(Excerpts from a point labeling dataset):
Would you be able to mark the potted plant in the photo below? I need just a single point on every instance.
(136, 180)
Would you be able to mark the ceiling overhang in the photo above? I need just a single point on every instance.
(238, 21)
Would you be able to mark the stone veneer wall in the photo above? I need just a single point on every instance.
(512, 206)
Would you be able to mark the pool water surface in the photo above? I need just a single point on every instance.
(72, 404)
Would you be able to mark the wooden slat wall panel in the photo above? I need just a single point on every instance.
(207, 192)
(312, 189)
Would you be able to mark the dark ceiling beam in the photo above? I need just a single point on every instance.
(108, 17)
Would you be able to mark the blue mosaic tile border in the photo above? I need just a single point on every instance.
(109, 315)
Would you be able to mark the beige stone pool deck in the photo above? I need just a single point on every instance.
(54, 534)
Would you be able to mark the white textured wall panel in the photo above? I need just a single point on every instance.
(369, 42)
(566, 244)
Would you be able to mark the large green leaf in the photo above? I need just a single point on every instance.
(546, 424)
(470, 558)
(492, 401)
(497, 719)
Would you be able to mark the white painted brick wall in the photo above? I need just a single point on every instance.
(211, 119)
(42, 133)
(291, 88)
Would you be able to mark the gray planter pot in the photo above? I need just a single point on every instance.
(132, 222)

(Objective): Reproduce the lines of the records above word for word, covering every one of them.

(Expected answer):
Would you be able to mark the potted plant in the photo below? I need just a single point on every instance.
(136, 180)
Would you be able to mark the ceiling overhang in the photo above? I need just a single point on every instance.
(238, 21)
Would you be able to mark the stone veneer wall in the photo above? I need just a single point on every instance.
(512, 206)
Would you be able to mark the pool water surface in the photo above? I need just a single point on every instance.
(72, 404)
Would you be able to mark the wooden slat wall panel in the photo above? I need just a single point on every instance.
(207, 192)
(312, 189)
Would you be able to mark the dark ceiling beam in the photo above? I need just a single point on every instance.
(108, 17)
Would you be able to mark the blue mosaic tile border in the photo above? I need just a single point on every instance.
(109, 315)
Would you be able to mark the beige stone pool deck in the photo above? I need just a single point on every instance.
(54, 534)
Would you be able to mark the white textured wall panel in the photo above? I need just a single point on every instance.
(369, 42)
(566, 244)
Would you be able to mark the large green leaf in the photo above? I need just a single point on every instance.
(546, 424)
(470, 558)
(492, 401)
(497, 719)
Would you be able to mark the white painted brick wall in the photo above? I need just a single point on every instance.
(211, 119)
(42, 133)
(291, 88)
Would you be able to mark the gray planter pot in the photo above? I need just a single point on every instance.
(132, 222)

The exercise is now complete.